Excerpted text =
···

Monday, July 06, 2015

Dick Hodgins, Jr. Remembers Leonard Starr

Dick Hodgins sent me an email with a heartfelt remembrance of the late Leonard Starr. With his permission, here it is:

Leonard Starr's passing came as such sad news.

In addition to being a marvelous artist and brilliant writer, he was a compassionate soul.
Combine that with a high sense of humor and wide desire for cultural endeavors and you've got Leonard. 
My son Richard worked at the Westport studio Len shared with Stan Drake, another comics legend. 
In the early 70's, working from photos, Len cast me in his strip "On Stage" as "Mr. Quakers" the host of a kids television show. I continually delight in the craftsmanship of that series.
At the time I was doing "Half Hitch" for Hank Ketcham working from my studio also in Westport, which resulted in lunching with Stan and Len. Great lunches filled with shop-talk, ribald humor and simply good times.

···

Dataset content =
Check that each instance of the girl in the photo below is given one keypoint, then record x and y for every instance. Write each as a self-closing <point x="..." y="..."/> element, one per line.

···

Challenges =
- 1) In the remembrance of Leonard Starr, replace "marvelous" with "wonderful" and write out the passage starting with "In addition to" and going on through "simply good times.".
- 2) According to the remembrance of Leonard Starr, what character did Starr cast Hodgins as in his strip "On Stage"?
- 3) Go on with the remembrance of Leonard Starr from where it stops.

Answers to the tasks =
- 1)
In addition to being a wonderful artist and brilliant writer, he was a compassionate soul.
Combine that with a high sense of humor and wide desire for cultural endeavors and you've got Leonard. 
My son Richard worked at the Westport studio Len shared with Stan Drake, another comics legend. 
In the early 70's, working from photos, Len cast me in his strip "On Stage" as "Mr. Quakers" the host of a kids television show. I continually delight in the craftsmanship of that series.
At the time I was doing "Half Hitch" for Hank Ketcham working from my studio also in Westport, which resulted in lunching with Stan and Len. Great lunches filled with shop-talk, ribald humor and simply good times.

- 2) Mr. Quakers, the host of a kids television show.

- 3)
Brilliantly creating a show business strip, Leonard himself was a class act.


Unknown said...

Well that took an interesting detour. Your link to Hodgins led me to
Seems the episode was written by Tom Sawyer (cartoonist Tom Scheuer) and
features a letterer named Ben Watanabe (Ben Oda/Irving Watanabe?) getting
Killed by being bashed over the head with a Reuben Award. Mell Lazarus cameo.

Any chance if getting Hodgins to show more of the strips?

Gerry said...

Mary Perkins On Stage was a highlight of the NY Daily News comics section when I was a kid. Leonard Starr was a brilliant draftsman and led a team that created this strip, as did many of the day.
There was a gangster character in one storyline, with a white stripe of hair and a pugnacious chin, and years later at the NY Comicons in the 60's I recognized him as Frank Springer, who I later learned did the backgrounds on the strip. A great look behind the scenes for me as a teenager!

Unknown said...

My writing partner John Wilcox and I spent countless hours hanging out in the 1980's with Len & Stan in their studio in Westport while they worked. The old memories and stories they shared could fill volumes. They were two of the funniest people I've ever met. Such fond memories of these two characters . I was honored to call them my friends...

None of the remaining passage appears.